▶ Texto citado:

┌────────

7º Entendimento diverso do expendido, no sentido da não verificação da referida nulidade insanável, por violação dos princípios da plenitude da assistência e da imediação, quando não hajam sido praticados todos os actos de instrução da causa perante o mesmo Juiz, fora dos casos excepcionais taxativamente previstos no art. 605º do CPC, integra violação do princípio constitucional do direito a um processo equitativo, o qual expressamente se invoca para todos os efeitos.
8º Termos em que deve ser dado provimento ao presente Recurso de Revista, revogando-se o douto Acórdão ora recorrido, de modo a se fazer Justiça.”
F) Foi proferido despacho pelo Senhor Juiz Desembargador para os Recorrentes juntarem acórdão fundamento com nota de trânsito em julgado; respondendo, os Autores Recorrentes apresentaram certidão relativa ao Ac. do Tribunal da Relação de Guimarães de 23/2/2023.
O recurso foi admitido ao abrigo dos arts. 629º, 2, d), e 672º, 1, c), do CPC.
II. APRECIAÇÃO DO RECURSO E FUNDAMENTOS
A. Admissibilidade e objecto do recurso
O recurso foi interposto como sendo de revista normal, sem alegação de revista excepcional (art. 672º do CPC) ou revista extraordinária (nos termos das situações previstas no art. 629º, 2, do CPC). E assim deve ser admitido (art. 641º, 1, 5, CPC).
Não se verifica dupla conformidade das instâncias uma vez que, não obstante o resultado decisório comum, a fundamentação de direito não é coincidente (em face da invocação do abuso de direito em sede de apelação) – logo, não se verifica o impedimento do art. 671º, 3, do CPC.
As Conclusões dos Recorrentes, delimitando o objecto recursivo (arts. 635º, 2 a 4, 637º, 1 e 2, CPC), cingem-se à reapreciação da decisão tomada em primeira mão pela Relação quanto à invocação da nulidade da sentença, nos termos do art. 615º, 1, do CPC, vazada nas Conclusões 1.ª a 4.ª da Apelação dos Réus Apelantes, quanto à realização da prova obtida por depoimento de parte do Autor marido.
Assim, nos termos dos arts. 671º, 1, e 674º, 1, c) («As nulidades previstas nos artigos 615º e 666º.»), do CPC, as nulidades decisórias previstas pelo art. 615º e arguidas para a sentença de 1.ª instância, podem ser reapreciadas em revista, depois de apreciadas em 2.ª instância1, não havendo naturalmente dupla conformidade (mesmo havendo no restante) que impeça esta sindicação pelo tribunal imediatamente superior para este segmento recursivo (decisão a título próprio tomada pela primeira vez pela Relação). E podem sê-lo como fundamento exclusivo e autónomo da revista (desde logo sem aplicação da acessoriedade subjacente à previsão do art. 615º, 4, pois não são nulidades imputadas ao acórdão recorrido).
B. Materialidade relevante
Foram vistos os factos provados e não provados pelas instâncias, sem alteração em 2.ª instância.

└────────

▶ Dados da listagem:
┌────────

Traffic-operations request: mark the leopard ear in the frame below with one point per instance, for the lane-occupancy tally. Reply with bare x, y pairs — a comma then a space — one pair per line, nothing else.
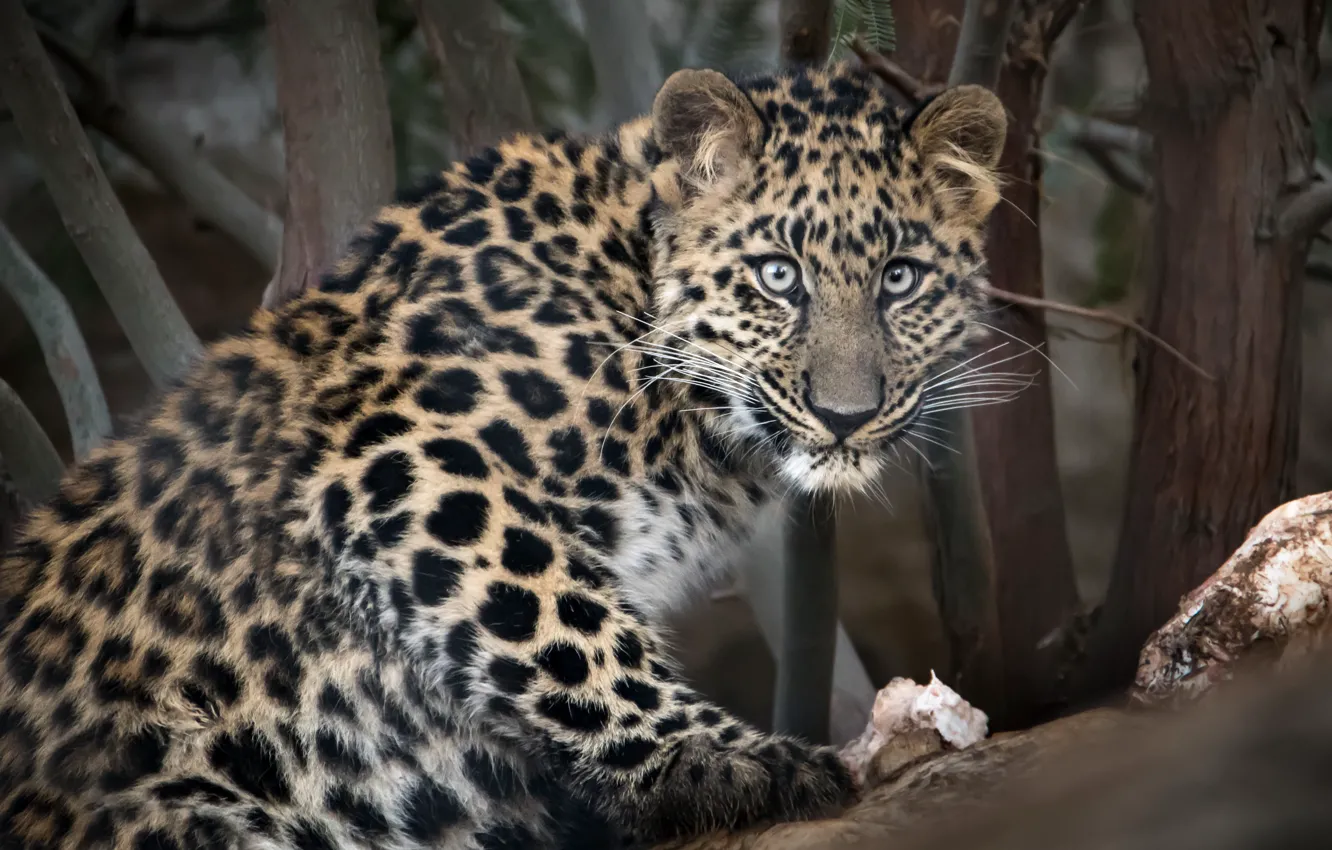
961, 133
703, 120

└────────

▶ Instruções:
Prossiga a redação do texto citado, relativo ao recurso de revista, a partir da última frase apresentada.

▶ Resposta:
Foi considerado o que consta do Relatório supra, assim como a tramitação pertinente ao tema decidendo; em particular:
– em 2 de Maio de 2019, foi proferido despacho de deferimento da produção antecipada de prova, requerida pelos Réus sociedade e CC em 9/4/2019 (parte B)), para tomada de depoimento ao Autor marido, nos termos dos arts. 452º, 453º, 1, e 454º, 1, do CPC, rectificado por despacho proferido em 16/5/2019 (cfr. ref.ª CITIUS …86, …79 e …58);
– em 29 de Maio de 2019, foi prestado depoimento de parte do Autor AA, nos termos do art. 452º do CPC, perante a Senhora Juíza EE (cfr. Acta e respectivo auto, ref.ª CITIUS …32);
– a audiência prévia (21 de Novembro de 2019) e as sessões da audiência final de julgamento (15 e 22 de Junho e 6 de Julho de 2023) foram presididas pela Senhora Juíza FF.
C. Fundamentação de direito
1. Uma das questões decididas no acórdão recorrido consistiu na apreciação da nulidade arguida pelos Apelantes quanto à sentença proferida em 1.ª instância, tendo em conta o facto de o “depoimento de parte” do Autor marido ter sido prestado perante juiz diverso do que presidiu às sessões em que se produziu a demais prova realizada em sede de audiência final de julgamento. Segundo os Apelantes e agora Recorrentes, tal circunstância relativa ao “depoimento de parte” traduziu-se numa “nulidade insanável”, por “violação dos princípios da plenitude da assistência e da imediação”, conducente a nulidade da sentença posteriormente proferida.
A apreciação pela Relação da questão é a única questão desta revista.
2. O acórdão recorrido argumentou com o seguinte conteúdo, que se transcreve.
“Coloca-se, em primeiro lugar, a questão de saber se o alegado poderá integrar nulidade que se pode considerar regular e tempestivamente arguida nesta fase e perante este tribunal de recurso.
Para este efeito, importa distinguir entre nulidades processuais e nulidades da sentença.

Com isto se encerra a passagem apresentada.